* Begin Input for this task *
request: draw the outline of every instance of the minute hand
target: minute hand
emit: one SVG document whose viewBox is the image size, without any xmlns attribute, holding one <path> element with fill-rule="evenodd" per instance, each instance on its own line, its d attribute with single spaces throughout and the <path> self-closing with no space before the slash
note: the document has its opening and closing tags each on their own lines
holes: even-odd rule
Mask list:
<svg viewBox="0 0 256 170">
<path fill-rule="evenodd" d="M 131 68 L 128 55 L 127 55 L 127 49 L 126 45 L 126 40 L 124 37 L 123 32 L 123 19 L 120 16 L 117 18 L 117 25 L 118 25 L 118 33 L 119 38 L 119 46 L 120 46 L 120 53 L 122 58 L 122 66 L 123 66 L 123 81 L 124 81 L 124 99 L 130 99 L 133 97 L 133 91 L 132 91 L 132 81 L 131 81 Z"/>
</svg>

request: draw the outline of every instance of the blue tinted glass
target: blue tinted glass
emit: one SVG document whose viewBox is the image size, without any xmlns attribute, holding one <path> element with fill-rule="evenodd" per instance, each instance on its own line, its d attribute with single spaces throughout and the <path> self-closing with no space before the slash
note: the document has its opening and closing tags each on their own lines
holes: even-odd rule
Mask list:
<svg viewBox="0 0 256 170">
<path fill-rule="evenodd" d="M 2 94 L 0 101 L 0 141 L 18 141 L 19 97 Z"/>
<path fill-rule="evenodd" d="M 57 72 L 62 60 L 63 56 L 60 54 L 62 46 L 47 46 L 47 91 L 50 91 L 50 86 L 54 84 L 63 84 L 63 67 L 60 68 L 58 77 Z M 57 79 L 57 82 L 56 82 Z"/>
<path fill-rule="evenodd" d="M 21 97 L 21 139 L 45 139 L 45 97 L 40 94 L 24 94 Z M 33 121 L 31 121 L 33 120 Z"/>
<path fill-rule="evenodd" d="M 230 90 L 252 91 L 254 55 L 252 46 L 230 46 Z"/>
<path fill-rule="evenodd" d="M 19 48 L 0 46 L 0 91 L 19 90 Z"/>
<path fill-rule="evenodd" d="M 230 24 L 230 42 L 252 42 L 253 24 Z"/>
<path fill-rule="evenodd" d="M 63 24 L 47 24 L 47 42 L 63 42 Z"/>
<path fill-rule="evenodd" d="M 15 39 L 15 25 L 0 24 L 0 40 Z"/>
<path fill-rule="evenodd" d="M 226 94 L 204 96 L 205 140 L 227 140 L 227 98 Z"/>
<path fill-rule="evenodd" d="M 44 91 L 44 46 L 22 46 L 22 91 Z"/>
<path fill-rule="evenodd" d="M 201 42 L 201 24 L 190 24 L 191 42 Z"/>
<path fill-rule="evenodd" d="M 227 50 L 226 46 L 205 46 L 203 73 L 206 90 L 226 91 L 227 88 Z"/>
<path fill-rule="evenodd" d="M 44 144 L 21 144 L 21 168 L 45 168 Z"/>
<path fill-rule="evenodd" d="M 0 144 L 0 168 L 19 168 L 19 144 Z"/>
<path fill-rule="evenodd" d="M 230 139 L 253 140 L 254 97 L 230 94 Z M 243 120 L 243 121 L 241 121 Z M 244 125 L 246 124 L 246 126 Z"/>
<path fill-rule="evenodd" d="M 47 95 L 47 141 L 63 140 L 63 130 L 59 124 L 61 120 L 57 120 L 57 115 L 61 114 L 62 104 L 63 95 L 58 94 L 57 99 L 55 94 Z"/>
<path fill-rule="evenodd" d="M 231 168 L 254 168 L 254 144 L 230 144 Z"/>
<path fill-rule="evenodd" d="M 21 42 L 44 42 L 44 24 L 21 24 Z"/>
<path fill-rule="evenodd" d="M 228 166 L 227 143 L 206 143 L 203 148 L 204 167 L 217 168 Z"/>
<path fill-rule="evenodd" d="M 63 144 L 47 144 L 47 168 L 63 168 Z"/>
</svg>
* End Input for this task *
### Short problem
Copy everything from the line containing "request: draw the outline of every instance of the blue" down to the line containing "target: blue tinted glass", reproducing those lines word for word.

### Exercise output
request: draw the outline of every instance of the blue tinted glass
target: blue tinted glass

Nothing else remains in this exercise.